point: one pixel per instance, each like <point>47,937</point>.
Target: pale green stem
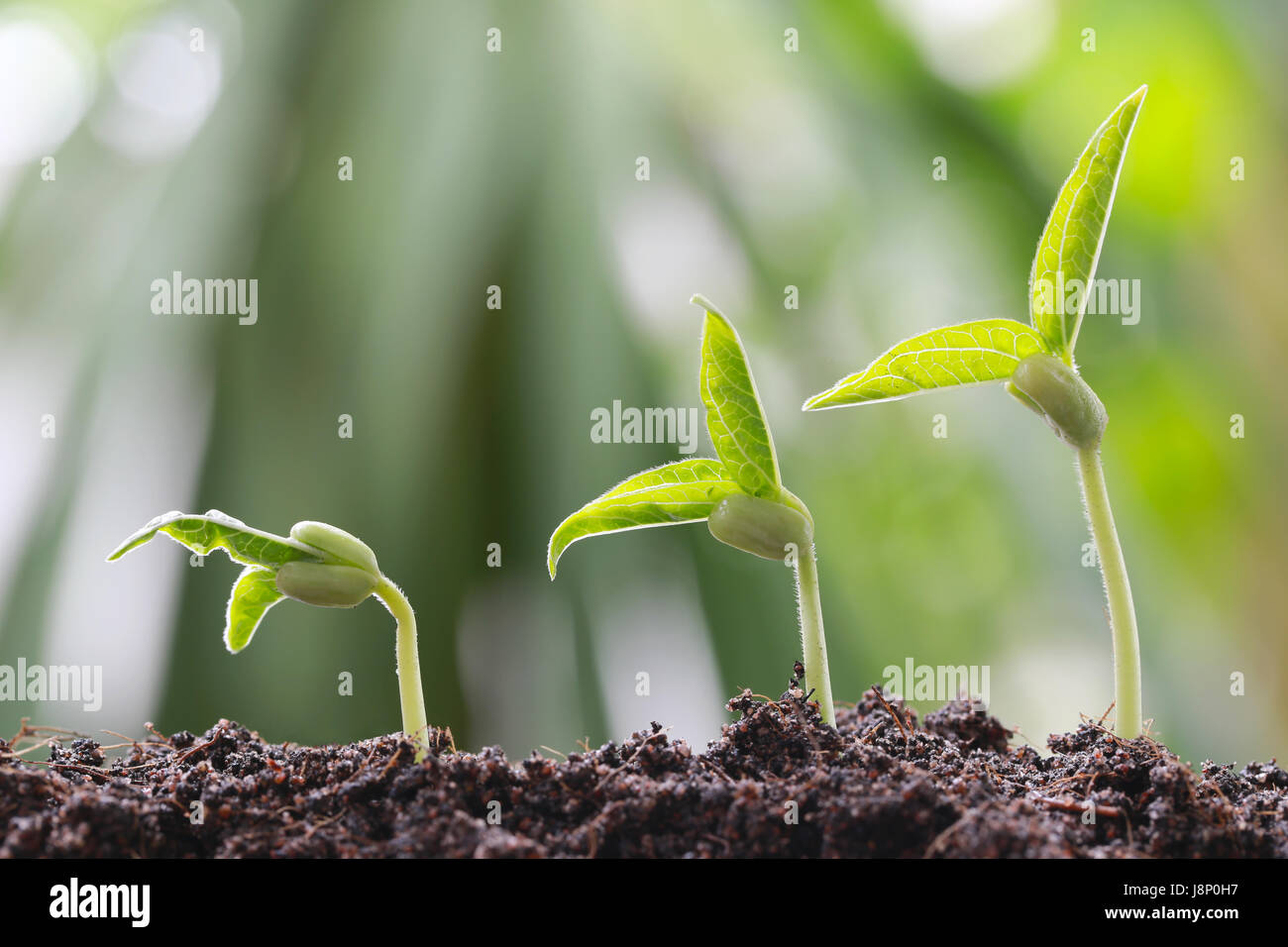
<point>410,690</point>
<point>814,646</point>
<point>1122,612</point>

----------

## [TASK DIRECTIONS]
Render every line of the entries above as a Markdown table with the columns Row and Line, numbering the rows in order and skipping blank lines. Omit the pictures.

## [REPLY TO THE EXERCISE]
| Row | Line |
|---|---|
| 1 | point: one pixel per instance, each like <point>47,937</point>. |
| 2 | Target: pale green stem |
| 3 | <point>410,690</point> |
| 4 | <point>814,646</point> |
| 5 | <point>1122,612</point> |